Sunday, April 13, 2008

Planes, Trains, and Automobiles


My brother-in-law Jason is getting married in August, and we're all very excited. The only hitch is that he's getting married in Ohio, and I travel with a toddler. Originally, we were pretty certain that we would drive. Jamie and I travel fairly well together, and we enjoy long car trips. I felt fairly certain that we could entertain Duncan in the car by purchasing a DVD player and making lots of pit stops. But then, the Terrible Two's kicked in, and we really had to consider whether saving a little money was worth four days in a car with a toddler who likes to say "NO!" John and Melissa actually crunched the numbers; considering the price of gas (which is supposed to achieve a record high this summer...can it go any higher?) as well as two additional nights in a motel, they would save an amount of money about equal to one plane fare. We didn't crunch numbers; eventually, we made our decision based on gut instinct. We found plane tickets under $300 and jumped on them. I still don't know if the hassle of getting Duncan and his accoutrements through security will be worth it, but I'll let you all know. The flight is less than 2 hours; the drive is about 4 days. Why were we second guessing? I'm sure Duncan will be really excited by his first plane trip, and we will ultimately be glad that we spent our George W. Bush economical incentive check on plane tickets, when I adamantly REFUSED to spend it at all. In the meantime, Duncan has a special role in the wedding. Anna is calling him "The Ring Man," so here is a shot of him in his first suit (sans tie; we've since bought two; you try finding a tie for a toddler...no, just try). I think that for the 5 minutes we can keep it on him, he's going to be pretty darn cute.

Friday, April 11, 2008

Light at the End of the Tunnel


This is a knitting post so those of you who are not so inclined, feel free to ignore it quietly and stop by again in a day or so.  I've made encouraging progress on the unidentified, sage-green, organic cotton garment...I've finished the body!  Now, only the sleeves and hood remain!  I haven't photographed it yet so I'll upload a picture later.  For the time being, here's a photo of the other project I'm working on.  It's a good project for when I can't concentrate, but it's taking FOREVER. I'm just beginning to imagine sewing in all the ends, but we'll cross that bridge when we come to it.  Hopefully, I'll have time to write more this weekend and also post more pictures of that gorgeous child of mine.

§ DATA PROVIDED:
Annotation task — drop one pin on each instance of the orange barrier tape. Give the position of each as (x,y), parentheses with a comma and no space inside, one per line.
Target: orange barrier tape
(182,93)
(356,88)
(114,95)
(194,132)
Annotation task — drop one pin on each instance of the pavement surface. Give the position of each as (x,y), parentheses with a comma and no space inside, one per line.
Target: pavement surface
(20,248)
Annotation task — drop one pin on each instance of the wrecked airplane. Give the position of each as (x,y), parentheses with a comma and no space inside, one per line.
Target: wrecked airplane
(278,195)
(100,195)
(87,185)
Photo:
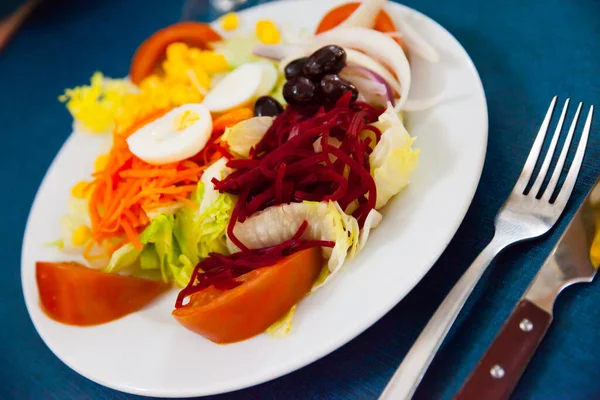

§ GOALS:
**a.** Summarize the blog posts in two sentences.
**b.** Quote the blog posts word for word, starting at "Light at the" and ending at "child of mine.".

§ COMPLETE ANSWERS:
**a.** Because the wedding of the writer's brother-in-law is in Ohio, the family weighed whether saving a little money was worth four days in a car with a toddler, then bought plane tickets under $300 on gut instinct. In a separate knitting post, the writer reports finishing the body of a sage-green organic cotton garment, leaving only the sleeves and hood.

**b.**
Light at the End of the Tunnel


This is a knitting post so those of you who are not so inclined, feel free to ignore it quietly and stop by again in a day or so.  I've made encouraging progress on the unidentified, sage-green, organic cotton garment...I've finished the body!  Now, only the sleeves and hood remain!  I haven't photographed it yet so I'll upload a picture later.  For the time being, here's a photo of the other project I'm working on.  It's a good project for when I can't concentrate, but it's taking FOREVER. I'm just beginning to imagine sewing in all the ends, but we'll cross that bridge when we come to it.  Hopefully, I'll have time to write more this weekend and also post more pictures of that gorgeous child of mine.